**GIVEN INSTRUCTION:**
From the records below, pull out word for word the lines from the one containing "If you could indicate the white front-load" through the one containing "point(285, 39)", including both of those lines. Leave any pictures out of your answer.

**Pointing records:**
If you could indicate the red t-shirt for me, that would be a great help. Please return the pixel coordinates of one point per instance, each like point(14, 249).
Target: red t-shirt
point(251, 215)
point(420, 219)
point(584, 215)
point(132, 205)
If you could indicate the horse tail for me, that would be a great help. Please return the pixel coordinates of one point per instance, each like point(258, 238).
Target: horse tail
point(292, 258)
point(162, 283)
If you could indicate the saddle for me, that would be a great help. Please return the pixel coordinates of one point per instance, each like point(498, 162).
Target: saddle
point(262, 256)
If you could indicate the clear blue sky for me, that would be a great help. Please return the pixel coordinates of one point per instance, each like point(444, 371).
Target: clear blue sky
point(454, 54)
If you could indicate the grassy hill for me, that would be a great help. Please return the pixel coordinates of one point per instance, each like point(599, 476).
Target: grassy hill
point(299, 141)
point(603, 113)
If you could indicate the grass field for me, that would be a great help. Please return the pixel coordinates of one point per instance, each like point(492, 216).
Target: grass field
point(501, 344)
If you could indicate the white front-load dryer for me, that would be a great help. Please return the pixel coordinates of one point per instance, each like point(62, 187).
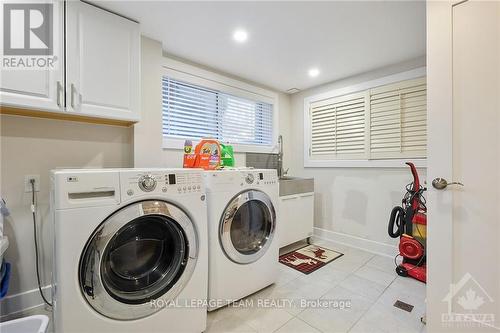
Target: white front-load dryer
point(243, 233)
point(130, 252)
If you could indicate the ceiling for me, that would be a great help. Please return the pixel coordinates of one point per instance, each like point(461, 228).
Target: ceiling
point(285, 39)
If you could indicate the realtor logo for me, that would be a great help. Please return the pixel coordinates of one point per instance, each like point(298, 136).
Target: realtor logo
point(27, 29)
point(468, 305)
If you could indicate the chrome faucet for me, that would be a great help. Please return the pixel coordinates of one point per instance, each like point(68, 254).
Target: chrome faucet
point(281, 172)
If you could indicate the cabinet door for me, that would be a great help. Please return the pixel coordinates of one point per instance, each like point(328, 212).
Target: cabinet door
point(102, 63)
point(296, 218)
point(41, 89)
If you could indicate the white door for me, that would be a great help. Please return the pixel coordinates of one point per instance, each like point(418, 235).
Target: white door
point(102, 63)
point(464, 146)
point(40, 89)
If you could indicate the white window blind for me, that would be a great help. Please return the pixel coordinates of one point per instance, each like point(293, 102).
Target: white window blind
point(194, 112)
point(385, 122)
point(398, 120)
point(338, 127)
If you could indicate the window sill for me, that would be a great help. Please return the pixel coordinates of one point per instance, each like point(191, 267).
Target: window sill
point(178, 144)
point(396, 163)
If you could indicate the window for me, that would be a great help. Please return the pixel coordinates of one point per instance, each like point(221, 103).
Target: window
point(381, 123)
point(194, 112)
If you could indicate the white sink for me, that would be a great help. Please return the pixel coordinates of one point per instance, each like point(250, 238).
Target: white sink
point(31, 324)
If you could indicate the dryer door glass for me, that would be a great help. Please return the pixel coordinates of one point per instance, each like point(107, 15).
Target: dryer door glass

--

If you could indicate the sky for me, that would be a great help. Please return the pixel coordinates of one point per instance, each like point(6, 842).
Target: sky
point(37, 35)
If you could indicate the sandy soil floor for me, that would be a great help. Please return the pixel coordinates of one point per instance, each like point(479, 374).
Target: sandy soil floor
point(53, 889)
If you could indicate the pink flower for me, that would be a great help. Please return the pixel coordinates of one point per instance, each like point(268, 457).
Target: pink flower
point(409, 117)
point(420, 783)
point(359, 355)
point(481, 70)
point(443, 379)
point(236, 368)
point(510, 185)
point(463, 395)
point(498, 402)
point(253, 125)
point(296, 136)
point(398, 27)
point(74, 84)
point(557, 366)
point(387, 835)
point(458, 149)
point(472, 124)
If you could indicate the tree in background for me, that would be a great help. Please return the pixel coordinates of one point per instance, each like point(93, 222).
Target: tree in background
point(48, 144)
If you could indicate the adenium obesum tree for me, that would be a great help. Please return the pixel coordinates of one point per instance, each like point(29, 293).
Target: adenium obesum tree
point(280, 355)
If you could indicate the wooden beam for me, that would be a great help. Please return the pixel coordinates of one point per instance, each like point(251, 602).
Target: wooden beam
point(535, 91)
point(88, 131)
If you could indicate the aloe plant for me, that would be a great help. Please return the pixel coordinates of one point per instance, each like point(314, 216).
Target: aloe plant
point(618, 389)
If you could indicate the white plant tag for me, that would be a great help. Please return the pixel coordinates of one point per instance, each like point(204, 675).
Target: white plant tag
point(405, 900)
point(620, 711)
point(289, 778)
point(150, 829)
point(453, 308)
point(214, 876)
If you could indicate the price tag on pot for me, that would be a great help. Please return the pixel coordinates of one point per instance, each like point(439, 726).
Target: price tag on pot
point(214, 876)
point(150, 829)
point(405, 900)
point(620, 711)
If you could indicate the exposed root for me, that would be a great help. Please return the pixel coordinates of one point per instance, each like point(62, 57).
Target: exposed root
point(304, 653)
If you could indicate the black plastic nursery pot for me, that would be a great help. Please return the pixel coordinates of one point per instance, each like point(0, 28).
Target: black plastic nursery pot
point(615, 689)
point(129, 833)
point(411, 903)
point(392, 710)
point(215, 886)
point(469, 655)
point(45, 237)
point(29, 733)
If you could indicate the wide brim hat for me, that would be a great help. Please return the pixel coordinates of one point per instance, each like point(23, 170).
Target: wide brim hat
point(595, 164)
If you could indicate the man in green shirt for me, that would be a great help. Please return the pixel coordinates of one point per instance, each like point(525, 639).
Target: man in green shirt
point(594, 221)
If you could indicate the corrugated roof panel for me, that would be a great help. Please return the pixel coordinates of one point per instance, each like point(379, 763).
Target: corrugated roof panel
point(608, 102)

**WRITTEN SOLUTION:**
If you could indicate the white front-load dryer for me, that would be a great help. Please return the pixel coordinates of one point per instance, each like point(62, 187).
Target: white front-load dryer
point(243, 233)
point(130, 252)
If you could indicate the ceiling for me, that would be a great help. Please return the pixel coordinates of one point per instance, each like point(461, 228).
Target: ceiling
point(285, 39)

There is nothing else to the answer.